** EJERCICIO PROPUESTO **
Reproduce íntegramente y sin ninguna alteración el texto sobre la vida literaria de los escritores.

══ TEXTO DE PARTIDA

La vida literaria y la vida misma, que a veces es también literatura, que siempre, cuando buena, es una parábola de la vida, no recorren en general caminos parejos. Pocos pueden, como pudo Dickens, sostener una vida larga de producción y éxito más o menos constante. Y aunque son bastantes los que como Schiller, Wilde o Verlaine, alcanzan notoriedad a edad temprana, los más, como tantas bataclanas, tienen una vida breve en las literarias alturas (“todo cae” pienso que piensan tantas bataclanas). Descontando a los que caen en el lugar común (equivalente literario del saco azul-pantalón gris) y optan por quedarse ciegos (Homero, Flaubert, Joyce) hay otra clase de escritores. Estos últimos publican de más en más, alcanzan fama creciente y dedican sus años de madurez a la edición y publicación de sus aparentemente inacabables borradores. Kafka, es de prever, hubiera podido ser de esos últimos; sabemos hoy, no pudo.

════
══ DATOS SIN PROCESAR

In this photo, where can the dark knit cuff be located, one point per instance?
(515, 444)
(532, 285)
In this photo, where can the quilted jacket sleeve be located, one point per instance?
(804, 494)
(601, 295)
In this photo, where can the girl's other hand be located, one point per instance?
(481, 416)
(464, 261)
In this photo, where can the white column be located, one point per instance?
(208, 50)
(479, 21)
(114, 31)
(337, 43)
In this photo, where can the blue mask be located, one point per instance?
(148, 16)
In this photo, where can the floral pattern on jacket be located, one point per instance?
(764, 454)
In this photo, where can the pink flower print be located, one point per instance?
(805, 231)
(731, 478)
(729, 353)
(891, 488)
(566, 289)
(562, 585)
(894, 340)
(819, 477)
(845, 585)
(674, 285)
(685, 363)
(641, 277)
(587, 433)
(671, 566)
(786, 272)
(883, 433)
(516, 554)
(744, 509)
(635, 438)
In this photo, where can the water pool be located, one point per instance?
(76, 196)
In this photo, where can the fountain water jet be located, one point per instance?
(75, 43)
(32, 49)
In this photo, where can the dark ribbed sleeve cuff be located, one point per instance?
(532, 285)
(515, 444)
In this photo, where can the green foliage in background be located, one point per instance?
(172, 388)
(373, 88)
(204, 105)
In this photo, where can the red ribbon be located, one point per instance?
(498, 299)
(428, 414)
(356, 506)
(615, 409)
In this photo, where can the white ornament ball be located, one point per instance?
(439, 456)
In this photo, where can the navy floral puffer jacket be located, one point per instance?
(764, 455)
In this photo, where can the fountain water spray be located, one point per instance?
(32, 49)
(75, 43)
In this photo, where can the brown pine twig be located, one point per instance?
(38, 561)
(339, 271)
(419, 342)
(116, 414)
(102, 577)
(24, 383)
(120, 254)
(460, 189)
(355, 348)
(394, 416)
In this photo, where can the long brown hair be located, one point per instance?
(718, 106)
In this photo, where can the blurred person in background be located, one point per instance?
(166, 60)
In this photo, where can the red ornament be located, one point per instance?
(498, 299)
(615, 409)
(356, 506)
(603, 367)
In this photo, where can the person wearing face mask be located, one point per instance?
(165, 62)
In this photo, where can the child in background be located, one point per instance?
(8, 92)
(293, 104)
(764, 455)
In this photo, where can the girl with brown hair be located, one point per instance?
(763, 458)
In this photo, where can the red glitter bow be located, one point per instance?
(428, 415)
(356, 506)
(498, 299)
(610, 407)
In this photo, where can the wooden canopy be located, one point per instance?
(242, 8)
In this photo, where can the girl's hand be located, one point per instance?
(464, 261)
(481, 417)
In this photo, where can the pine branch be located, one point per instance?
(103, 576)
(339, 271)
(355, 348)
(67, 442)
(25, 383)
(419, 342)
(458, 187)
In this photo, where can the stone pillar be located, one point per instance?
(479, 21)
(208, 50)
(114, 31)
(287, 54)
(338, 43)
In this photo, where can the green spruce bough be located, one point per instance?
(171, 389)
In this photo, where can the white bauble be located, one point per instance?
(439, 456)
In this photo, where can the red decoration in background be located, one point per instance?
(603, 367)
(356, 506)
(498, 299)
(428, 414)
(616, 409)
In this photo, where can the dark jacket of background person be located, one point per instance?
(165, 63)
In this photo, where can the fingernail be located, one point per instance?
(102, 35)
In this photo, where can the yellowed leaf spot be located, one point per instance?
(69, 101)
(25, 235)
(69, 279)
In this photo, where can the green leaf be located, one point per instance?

════

** RESULTADO **
La vida literaria y la vida misma, que a veces es también literatura, que siempre, cuando buena, es una parábola de la vida, no recorren en general caminos parejos. Pocos pueden, como pudo Dickens, sostener una vida larga de producción y éxito más o menos constante. Y aunque son bastantes los que como Schiller, Wilde o Verlaine, alcanzan notoriedad a edad temprana, los más, como tantas bataclanas, tienen una vida breve en las literarias alturas (“todo cae” pienso que piensan tantas bataclanas). Descontando a los que caen en el lugar común (equivalente literario del saco azul-pantalón gris) y optan por quedarse ciegos (Homero, Flaubert, Joyce) hay otra clase de escritores. Estos últimos publican de más en más, alcanzan fama creciente y dedican sus años de madurez a la edición y publicación de sus aparentemente inacabables borradores. Kafka, es de prever, hubiera podido ser de esos últimos; sabemos hoy, no pudo.